[Source records]
::::
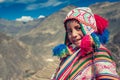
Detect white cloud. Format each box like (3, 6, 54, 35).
(53, 1, 63, 6)
(0, 0, 37, 3)
(16, 16, 33, 22)
(26, 0, 64, 10)
(0, 0, 5, 3)
(26, 3, 39, 10)
(38, 15, 45, 19)
(40, 0, 63, 7)
(15, 0, 36, 4)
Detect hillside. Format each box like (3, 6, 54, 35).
(0, 32, 45, 79)
(19, 1, 120, 79)
(0, 18, 45, 37)
(90, 1, 120, 35)
(0, 1, 119, 80)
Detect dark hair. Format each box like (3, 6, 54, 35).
(64, 18, 79, 30)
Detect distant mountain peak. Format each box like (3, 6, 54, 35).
(91, 1, 119, 8)
(61, 5, 76, 11)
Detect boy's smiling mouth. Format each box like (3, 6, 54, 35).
(73, 38, 81, 44)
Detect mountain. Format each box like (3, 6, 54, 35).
(0, 1, 120, 80)
(19, 1, 120, 79)
(90, 1, 120, 35)
(0, 18, 45, 37)
(19, 5, 76, 55)
(0, 32, 46, 79)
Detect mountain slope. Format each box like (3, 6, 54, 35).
(90, 1, 120, 34)
(19, 2, 120, 79)
(0, 1, 119, 80)
(0, 32, 45, 80)
(0, 18, 45, 37)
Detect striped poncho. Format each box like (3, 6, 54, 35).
(52, 45, 120, 80)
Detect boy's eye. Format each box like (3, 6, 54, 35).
(75, 26, 81, 31)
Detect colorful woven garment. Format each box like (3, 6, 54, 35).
(51, 7, 120, 80)
(52, 45, 119, 80)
::::
● **EXERCISE DIRECTIONS**: In the records above, locate the line that contains "Detect boy's smiling". Repeat it and every line after it, exactly, and nothing else.

● **WRITTEN REPLY**:
Detect boy's smiling mouth. Format each box like (3, 6, 54, 35).
(73, 38, 81, 44)
Detect mountain. Format each box like (3, 6, 54, 35).
(0, 1, 120, 80)
(19, 1, 120, 79)
(90, 1, 120, 35)
(0, 18, 45, 37)
(19, 5, 76, 55)
(0, 32, 46, 79)
Detect mountain slope. Format each box like (3, 6, 54, 35).
(90, 1, 120, 34)
(19, 2, 120, 79)
(0, 1, 119, 80)
(0, 32, 45, 80)
(0, 18, 45, 37)
Detect striped poncho. Format each box like (3, 6, 54, 35).
(52, 45, 120, 80)
Detect boy's eye. Format each box like (3, 6, 54, 35).
(75, 26, 81, 31)
Detect colorful woven garment. Format each box like (3, 6, 54, 35).
(51, 7, 120, 80)
(52, 45, 119, 80)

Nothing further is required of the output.